#### TASK OBJECTIVE:
Copy out all of the data below again, line for line, with nothing changed.

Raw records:
= = =

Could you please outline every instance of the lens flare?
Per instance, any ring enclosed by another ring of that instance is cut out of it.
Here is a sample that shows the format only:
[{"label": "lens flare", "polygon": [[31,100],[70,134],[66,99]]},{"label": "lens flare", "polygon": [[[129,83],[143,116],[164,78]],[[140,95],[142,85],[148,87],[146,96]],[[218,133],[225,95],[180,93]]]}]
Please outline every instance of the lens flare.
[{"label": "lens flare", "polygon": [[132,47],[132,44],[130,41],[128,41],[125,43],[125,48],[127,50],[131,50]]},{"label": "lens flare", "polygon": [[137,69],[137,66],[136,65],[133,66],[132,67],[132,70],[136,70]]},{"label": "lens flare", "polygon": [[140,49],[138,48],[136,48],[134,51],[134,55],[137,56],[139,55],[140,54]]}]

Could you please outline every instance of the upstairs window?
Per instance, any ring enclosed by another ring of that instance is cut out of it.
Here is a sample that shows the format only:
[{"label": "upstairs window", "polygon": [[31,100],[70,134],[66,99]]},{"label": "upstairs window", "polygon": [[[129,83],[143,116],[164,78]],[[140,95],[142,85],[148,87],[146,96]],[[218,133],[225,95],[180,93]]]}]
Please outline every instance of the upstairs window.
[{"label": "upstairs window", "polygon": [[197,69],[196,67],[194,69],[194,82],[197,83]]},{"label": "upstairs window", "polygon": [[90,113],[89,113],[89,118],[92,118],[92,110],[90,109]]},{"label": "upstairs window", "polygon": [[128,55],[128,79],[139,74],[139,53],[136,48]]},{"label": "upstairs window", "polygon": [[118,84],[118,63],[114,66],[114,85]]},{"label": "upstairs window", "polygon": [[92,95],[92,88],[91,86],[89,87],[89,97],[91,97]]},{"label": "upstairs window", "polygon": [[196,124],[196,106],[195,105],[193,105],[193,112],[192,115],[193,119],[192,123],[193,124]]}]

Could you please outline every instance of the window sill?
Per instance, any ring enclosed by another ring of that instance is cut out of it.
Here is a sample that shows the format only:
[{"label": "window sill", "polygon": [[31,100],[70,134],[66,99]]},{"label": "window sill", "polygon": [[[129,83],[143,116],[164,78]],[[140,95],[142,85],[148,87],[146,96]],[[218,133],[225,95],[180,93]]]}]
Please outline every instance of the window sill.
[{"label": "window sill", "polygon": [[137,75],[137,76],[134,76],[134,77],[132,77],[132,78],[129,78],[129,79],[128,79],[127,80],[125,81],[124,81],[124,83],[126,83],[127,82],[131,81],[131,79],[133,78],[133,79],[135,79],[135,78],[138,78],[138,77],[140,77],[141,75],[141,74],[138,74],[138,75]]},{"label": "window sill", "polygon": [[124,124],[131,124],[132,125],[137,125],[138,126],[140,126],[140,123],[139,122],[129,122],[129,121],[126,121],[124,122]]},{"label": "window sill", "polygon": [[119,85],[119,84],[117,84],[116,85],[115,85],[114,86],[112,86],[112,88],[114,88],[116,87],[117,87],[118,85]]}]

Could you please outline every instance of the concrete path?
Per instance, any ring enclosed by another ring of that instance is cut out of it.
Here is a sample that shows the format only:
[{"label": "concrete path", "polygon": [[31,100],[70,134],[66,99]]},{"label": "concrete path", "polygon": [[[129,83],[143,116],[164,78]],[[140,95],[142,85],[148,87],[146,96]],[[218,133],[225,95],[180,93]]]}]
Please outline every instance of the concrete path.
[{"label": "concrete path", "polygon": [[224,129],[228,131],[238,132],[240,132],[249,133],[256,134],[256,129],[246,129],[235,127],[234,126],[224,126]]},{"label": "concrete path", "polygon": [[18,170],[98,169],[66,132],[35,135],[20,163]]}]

= = =

#### ANSWER TO THE PROBLEM:
Could you please outline every instance of the lens flare?
Per instance, any ring enclosed by another ring of that instance is cut out of it.
Here is a sample that shows the format only:
[{"label": "lens flare", "polygon": [[31,100],[70,134],[66,99]]},{"label": "lens flare", "polygon": [[[129,83],[143,116],[164,78]],[[140,95],[142,85],[148,87],[146,96]],[[218,133],[225,95],[180,93]]]}]
Please outline every instance of the lens flare.
[{"label": "lens flare", "polygon": [[132,47],[132,44],[130,41],[128,41],[125,43],[125,48],[127,50],[131,50]]},{"label": "lens flare", "polygon": [[137,69],[137,66],[136,65],[133,66],[132,67],[132,70],[136,70]]},{"label": "lens flare", "polygon": [[140,49],[138,48],[136,48],[134,51],[134,55],[137,56],[139,55],[140,54]]}]

Could you please outline every instance of the upstairs window?
Per instance, any ring enclosed by another ring of that instance is cut out of it.
Here is a sample that shows the format only:
[{"label": "upstairs window", "polygon": [[31,100],[70,134],[66,99]]},{"label": "upstairs window", "polygon": [[[129,83],[143,116],[164,78]],[[140,95],[142,85],[148,87],[146,96]],[[218,133],[225,95],[180,93]]]}]
Please outline every instance of the upstairs window.
[{"label": "upstairs window", "polygon": [[197,69],[196,67],[194,69],[194,82],[197,83]]},{"label": "upstairs window", "polygon": [[90,113],[89,113],[89,118],[92,118],[92,110],[90,109]]},{"label": "upstairs window", "polygon": [[128,55],[128,79],[139,74],[139,53],[136,48]]},{"label": "upstairs window", "polygon": [[118,84],[118,63],[114,66],[114,85]]},{"label": "upstairs window", "polygon": [[92,95],[92,88],[91,86],[89,87],[89,97],[91,97]]},{"label": "upstairs window", "polygon": [[196,124],[196,106],[195,105],[193,105],[193,112],[192,115],[193,119],[192,123],[193,124]]}]

Could you please outline every instance of the window sill?
Per instance, any ring enclosed by another ring of that instance is cut out of it.
Here is a sample that shows the format only:
[{"label": "window sill", "polygon": [[31,100],[70,134],[66,99]]},{"label": "window sill", "polygon": [[[129,83],[143,116],[164,78]],[[140,95],[142,85],[148,87],[146,96]],[[218,133],[225,95],[180,93]]]}]
Please outline every instance of the window sill.
[{"label": "window sill", "polygon": [[137,75],[137,76],[134,76],[134,77],[132,77],[132,78],[129,78],[129,79],[128,79],[127,80],[125,81],[124,81],[124,83],[126,83],[127,82],[131,81],[131,79],[133,78],[133,79],[135,79],[135,78],[138,78],[138,77],[140,77],[141,75],[141,74],[138,74],[138,75]]},{"label": "window sill", "polygon": [[124,124],[131,124],[132,125],[137,125],[138,126],[140,126],[140,123],[139,122],[129,122],[129,121],[126,121],[124,122]]},{"label": "window sill", "polygon": [[119,85],[119,84],[117,84],[116,85],[115,85],[114,86],[112,86],[112,88],[114,88],[116,87],[117,87],[118,85]]}]

Could you please outline every instance of the concrete path?
Per instance, any ring enclosed by another ring of that instance is cut out of it.
Here is a sample that shows the format only:
[{"label": "concrete path", "polygon": [[31,100],[70,134],[66,99]]},{"label": "concrete path", "polygon": [[[129,83],[143,116],[164,78]],[[140,95],[142,85],[148,87],[146,96]],[[218,133],[225,95],[180,93]]]}]
Please outline every instance of the concrete path.
[{"label": "concrete path", "polygon": [[224,129],[228,131],[238,132],[240,132],[249,133],[256,134],[256,129],[246,129],[235,127],[234,126],[224,126]]},{"label": "concrete path", "polygon": [[18,170],[98,169],[66,132],[35,135],[20,163]]}]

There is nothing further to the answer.